=== Assigned task ===
Whatever the listing holds, output it without alteration.

+ + + + +

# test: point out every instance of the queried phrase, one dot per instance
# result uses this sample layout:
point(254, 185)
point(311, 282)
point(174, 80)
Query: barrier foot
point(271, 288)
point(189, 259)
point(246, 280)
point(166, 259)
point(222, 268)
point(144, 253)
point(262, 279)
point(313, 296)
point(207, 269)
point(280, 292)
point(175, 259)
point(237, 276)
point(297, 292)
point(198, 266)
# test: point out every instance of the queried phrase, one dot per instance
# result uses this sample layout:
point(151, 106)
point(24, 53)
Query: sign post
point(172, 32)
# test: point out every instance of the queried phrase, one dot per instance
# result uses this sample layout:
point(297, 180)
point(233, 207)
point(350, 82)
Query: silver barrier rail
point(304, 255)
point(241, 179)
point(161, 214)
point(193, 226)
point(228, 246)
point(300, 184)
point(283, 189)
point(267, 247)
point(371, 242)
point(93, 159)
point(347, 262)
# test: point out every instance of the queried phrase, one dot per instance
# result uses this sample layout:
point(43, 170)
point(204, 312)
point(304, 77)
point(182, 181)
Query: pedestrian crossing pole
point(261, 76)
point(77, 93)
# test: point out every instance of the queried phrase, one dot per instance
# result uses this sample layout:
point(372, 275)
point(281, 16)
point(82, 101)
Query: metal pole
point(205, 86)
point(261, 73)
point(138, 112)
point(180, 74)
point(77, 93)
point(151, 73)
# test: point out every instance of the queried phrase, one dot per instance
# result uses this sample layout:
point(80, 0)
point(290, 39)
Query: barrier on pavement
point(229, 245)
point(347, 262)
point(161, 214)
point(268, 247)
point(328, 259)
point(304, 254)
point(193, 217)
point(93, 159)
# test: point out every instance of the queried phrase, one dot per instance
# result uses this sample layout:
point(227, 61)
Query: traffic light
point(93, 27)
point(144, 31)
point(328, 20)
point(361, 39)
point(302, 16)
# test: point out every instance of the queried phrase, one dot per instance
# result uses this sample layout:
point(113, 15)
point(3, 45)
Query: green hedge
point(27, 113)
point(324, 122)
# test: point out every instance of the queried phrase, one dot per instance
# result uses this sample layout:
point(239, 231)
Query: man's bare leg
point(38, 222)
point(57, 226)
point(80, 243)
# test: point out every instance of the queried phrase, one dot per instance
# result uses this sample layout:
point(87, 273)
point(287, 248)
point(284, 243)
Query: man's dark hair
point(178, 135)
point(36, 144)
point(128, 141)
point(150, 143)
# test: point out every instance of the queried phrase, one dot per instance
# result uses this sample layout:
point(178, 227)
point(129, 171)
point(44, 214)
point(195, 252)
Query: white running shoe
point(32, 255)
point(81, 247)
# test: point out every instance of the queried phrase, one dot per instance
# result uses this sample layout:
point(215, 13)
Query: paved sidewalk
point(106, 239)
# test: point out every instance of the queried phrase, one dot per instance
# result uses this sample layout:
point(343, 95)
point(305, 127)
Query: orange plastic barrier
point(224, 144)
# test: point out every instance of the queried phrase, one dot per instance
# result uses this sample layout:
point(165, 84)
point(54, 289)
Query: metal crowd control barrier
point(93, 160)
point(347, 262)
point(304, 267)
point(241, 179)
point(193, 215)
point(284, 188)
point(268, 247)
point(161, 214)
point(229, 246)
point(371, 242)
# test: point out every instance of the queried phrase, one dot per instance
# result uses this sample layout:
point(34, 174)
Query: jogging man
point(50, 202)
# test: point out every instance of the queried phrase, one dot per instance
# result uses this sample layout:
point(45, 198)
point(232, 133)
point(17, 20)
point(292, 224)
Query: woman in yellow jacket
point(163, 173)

+ + + + +

=== Task answer ===
# test: point out every instance of the queried phrase, one dot per instance
# result uses this sample layout:
point(254, 185)
point(311, 282)
point(174, 80)
Query: barrier foot
point(271, 288)
point(189, 259)
point(246, 280)
point(166, 259)
point(222, 268)
point(144, 253)
point(262, 279)
point(313, 296)
point(207, 269)
point(280, 292)
point(175, 259)
point(237, 276)
point(297, 292)
point(198, 266)
# test: point out every instance of the queried phrase, one dot per instance
# result uses this sample layout:
point(151, 106)
point(24, 53)
Query: sign post
point(172, 32)
# test: point out every instance of the queried phrase, one dot per instance
# result uses this sample layout:
point(297, 180)
point(233, 207)
point(350, 82)
Query: silver barrier rail
point(304, 255)
point(241, 179)
point(161, 214)
point(193, 226)
point(228, 246)
point(300, 184)
point(283, 189)
point(267, 247)
point(371, 242)
point(93, 159)
point(347, 262)
# test: point out every instance of the queried phrase, one dot per instance
# result uses this sample layout:
point(43, 170)
point(204, 312)
point(304, 77)
point(182, 181)
Query: pedestrian crossing pole
point(261, 76)
point(77, 93)
# test: point out every instance of the queried phrase, one dot per instance
# result uses this sample layout:
point(372, 275)
point(281, 16)
point(82, 101)
Query: metal pole
point(205, 86)
point(261, 73)
point(138, 112)
point(180, 74)
point(77, 93)
point(151, 73)
# test: point out every instance of the queried phrase, one dot per instance
# result uses this sample layout:
point(80, 0)
point(290, 39)
Query: barrier on pavement
point(229, 245)
point(347, 262)
point(161, 214)
point(268, 247)
point(328, 259)
point(304, 254)
point(193, 217)
point(93, 159)
# test: point out every instance of the queried phrase, one dot per instance
# result uses this sample layout:
point(227, 61)
Query: traffic light
point(93, 27)
point(144, 31)
point(328, 20)
point(361, 39)
point(302, 16)
# test: point out every instance of the queried phrase, one dot per instance
# result uses this sample layout:
point(113, 15)
point(3, 45)
Query: green hedge
point(27, 113)
point(324, 122)
# test: point out every instance of the queried phrase, one dot per instance
# result uses this sample layout:
point(239, 231)
Query: man's bare leg
point(38, 222)
point(57, 226)
point(80, 243)
# test: point out every instance of the queried phrase, one dot per instance
# result uses this sample layout:
point(87, 273)
point(287, 248)
point(284, 243)
Query: man's dark hair
point(178, 135)
point(36, 144)
point(128, 141)
point(150, 143)
# test: point out every instance of the queried phrase, one dot per instance
# result uses this sample layout:
point(178, 227)
point(129, 171)
point(44, 214)
point(195, 252)
Query: white running shoe
point(32, 255)
point(81, 247)
# test: point out every instance of the queried phrase, one dot per instance
# result uses this sample layout:
point(215, 13)
Query: paved sidewalk
point(106, 239)
# test: point out every instance of the queried phrase, one dot per instance
# result uses this sample layout:
point(343, 95)
point(305, 127)
Query: orange plastic barrier
point(224, 144)
# test: point out every instance of the queried phrase, one dot per instance
# result uses this sample layout:
point(165, 84)
point(54, 289)
Query: metal crowd control barrier
point(93, 160)
point(347, 262)
point(304, 267)
point(241, 179)
point(193, 215)
point(284, 188)
point(268, 247)
point(161, 214)
point(229, 246)
point(371, 242)
# test: point out every instance of the queried phrase, one dot per instance
# result uses this sample layout:
point(34, 174)
Query: jogging man
point(50, 202)
# test: point out every instance of the queried phrase, one dot per instance
# result uses this sample layout:
point(45, 198)
point(232, 133)
point(17, 20)
point(292, 224)
Query: woman in yellow jacket
point(163, 173)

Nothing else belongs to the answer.